* TEXT SHOWN
========================================
Doesn't look like this thread has been active in awhile, but I'll put in my two cents concerning the general use of structs:

First, they are simply a way of holding realated data to carry out a category of tasks, with the type and name of the sturcture describing the purpose; COLOR, POSITION, etc.

Their are a number of benefits connected to the use of structs. They help organize your data and make your code more readable. Furthermore, they help with function argument passing in that, as opposed to passing a bunch of separate variables to a function, you can pass the a single struct* that contains all the needed items. The Windows API makes heavy use of this, where an API call requires the passing of a specific struct that may it might initialze. Then, other API calls would require the same struct to carry out further processing. Instead of having to examine a large number of separate variables, a structure that contains all the data needed for processing, can have its elements updated and can be examined or used for later processing.
========================================
* DATA EXTRACT
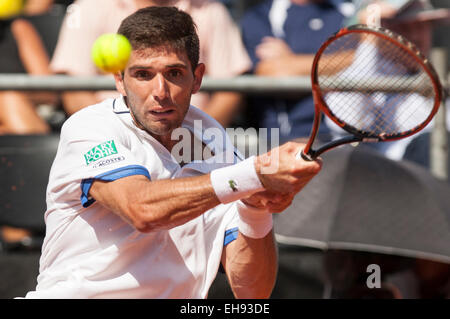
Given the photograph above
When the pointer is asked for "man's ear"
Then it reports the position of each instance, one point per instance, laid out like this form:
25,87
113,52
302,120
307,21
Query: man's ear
198,76
118,77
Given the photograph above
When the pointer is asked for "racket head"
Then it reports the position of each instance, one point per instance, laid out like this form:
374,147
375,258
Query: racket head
374,84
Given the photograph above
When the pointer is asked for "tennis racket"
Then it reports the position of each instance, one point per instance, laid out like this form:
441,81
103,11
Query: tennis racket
374,84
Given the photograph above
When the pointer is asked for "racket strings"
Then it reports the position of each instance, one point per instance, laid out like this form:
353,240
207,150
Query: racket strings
384,90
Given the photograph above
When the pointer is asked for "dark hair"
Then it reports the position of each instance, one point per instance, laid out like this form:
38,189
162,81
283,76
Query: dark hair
153,27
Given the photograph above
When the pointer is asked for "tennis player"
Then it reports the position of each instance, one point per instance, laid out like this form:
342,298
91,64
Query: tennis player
125,219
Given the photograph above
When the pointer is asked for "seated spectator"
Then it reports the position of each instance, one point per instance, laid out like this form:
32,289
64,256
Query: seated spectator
282,37
413,19
221,48
22,43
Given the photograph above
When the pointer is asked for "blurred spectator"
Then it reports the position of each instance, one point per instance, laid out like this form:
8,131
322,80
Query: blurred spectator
413,19
346,276
221,48
26,42
21,42
281,37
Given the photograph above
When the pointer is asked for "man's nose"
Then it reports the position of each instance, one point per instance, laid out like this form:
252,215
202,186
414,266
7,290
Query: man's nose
160,88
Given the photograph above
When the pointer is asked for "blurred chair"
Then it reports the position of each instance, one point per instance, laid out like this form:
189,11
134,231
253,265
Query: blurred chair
25,162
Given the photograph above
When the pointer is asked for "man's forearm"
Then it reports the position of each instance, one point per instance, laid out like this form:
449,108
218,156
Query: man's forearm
252,267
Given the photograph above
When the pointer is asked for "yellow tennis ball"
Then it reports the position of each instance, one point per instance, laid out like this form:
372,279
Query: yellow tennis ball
10,8
111,52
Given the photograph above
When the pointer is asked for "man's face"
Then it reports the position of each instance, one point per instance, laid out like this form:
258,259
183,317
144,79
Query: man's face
158,84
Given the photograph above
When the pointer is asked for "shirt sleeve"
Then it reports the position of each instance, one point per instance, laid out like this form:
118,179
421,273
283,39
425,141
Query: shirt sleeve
89,150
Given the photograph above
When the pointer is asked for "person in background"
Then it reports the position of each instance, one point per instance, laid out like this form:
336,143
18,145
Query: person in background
220,41
413,19
23,51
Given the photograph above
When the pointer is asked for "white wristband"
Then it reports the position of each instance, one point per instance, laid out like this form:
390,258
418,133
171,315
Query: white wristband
237,181
254,222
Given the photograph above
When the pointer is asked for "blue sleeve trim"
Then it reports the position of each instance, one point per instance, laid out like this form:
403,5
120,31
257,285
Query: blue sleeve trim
110,176
230,235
========================================
* AIM OF THE TASK
Answer these questions from the post on structs:
1. What two examples of structure names does the post give?
2. Instead of a bunch of separate variables, what can be passed to a function?
3. Which API does the post say makes heavy use of this?

* WRITTEN ANSWER
1. COLOR and POSITION.
2. A single struct* that contains all the needed items.
3. The Windows API.